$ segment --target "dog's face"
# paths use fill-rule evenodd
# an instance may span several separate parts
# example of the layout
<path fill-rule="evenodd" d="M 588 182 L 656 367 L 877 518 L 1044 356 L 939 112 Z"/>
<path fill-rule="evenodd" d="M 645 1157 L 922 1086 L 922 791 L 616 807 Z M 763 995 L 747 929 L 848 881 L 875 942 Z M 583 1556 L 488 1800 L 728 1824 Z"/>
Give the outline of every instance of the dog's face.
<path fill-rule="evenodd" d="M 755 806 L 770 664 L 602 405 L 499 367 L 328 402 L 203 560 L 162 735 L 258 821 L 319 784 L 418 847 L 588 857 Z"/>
----
● **WHAT IS EXPECTED**: Repeat the lines above, from the one containing "Give the outline" to the final line, word for word and with nothing else.

● **YOUR SOLUTION**:
Give the outline of every instance of the dog's face.
<path fill-rule="evenodd" d="M 755 806 L 770 664 L 602 405 L 499 367 L 328 402 L 203 560 L 162 735 L 258 821 L 319 784 L 418 847 L 588 857 Z"/>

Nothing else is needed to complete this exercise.